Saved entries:
- Opening Delimiter -

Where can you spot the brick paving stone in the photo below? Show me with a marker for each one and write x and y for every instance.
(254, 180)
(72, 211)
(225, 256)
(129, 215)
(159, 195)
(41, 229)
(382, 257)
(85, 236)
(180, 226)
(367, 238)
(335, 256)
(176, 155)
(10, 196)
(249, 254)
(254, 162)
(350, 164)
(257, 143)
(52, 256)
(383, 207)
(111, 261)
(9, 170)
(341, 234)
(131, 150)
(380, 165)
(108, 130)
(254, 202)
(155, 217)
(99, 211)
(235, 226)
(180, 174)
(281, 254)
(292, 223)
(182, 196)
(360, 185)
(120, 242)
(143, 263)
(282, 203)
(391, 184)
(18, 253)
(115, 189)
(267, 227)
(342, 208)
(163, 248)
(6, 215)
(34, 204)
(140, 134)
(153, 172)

- Closing Delimiter -

**WORK TO BE COMPLETED**: Write out an exact copy of every record shown above.

**OUTPUT FOR THIS EXERCISE**:
Where can you spot the brick paving stone in the photo below? Show me with a marker for each one and write x and y for every instance.
(254, 180)
(72, 211)
(225, 256)
(129, 215)
(159, 195)
(41, 229)
(382, 257)
(85, 236)
(180, 226)
(367, 238)
(335, 256)
(176, 155)
(10, 196)
(249, 254)
(254, 162)
(350, 164)
(257, 143)
(52, 256)
(383, 207)
(111, 261)
(9, 170)
(341, 234)
(131, 150)
(380, 165)
(108, 130)
(254, 202)
(155, 217)
(99, 211)
(235, 226)
(180, 174)
(281, 254)
(292, 223)
(182, 196)
(360, 185)
(120, 242)
(143, 263)
(282, 203)
(391, 184)
(18, 253)
(115, 189)
(267, 227)
(342, 208)
(163, 248)
(6, 215)
(34, 204)
(140, 134)
(153, 172)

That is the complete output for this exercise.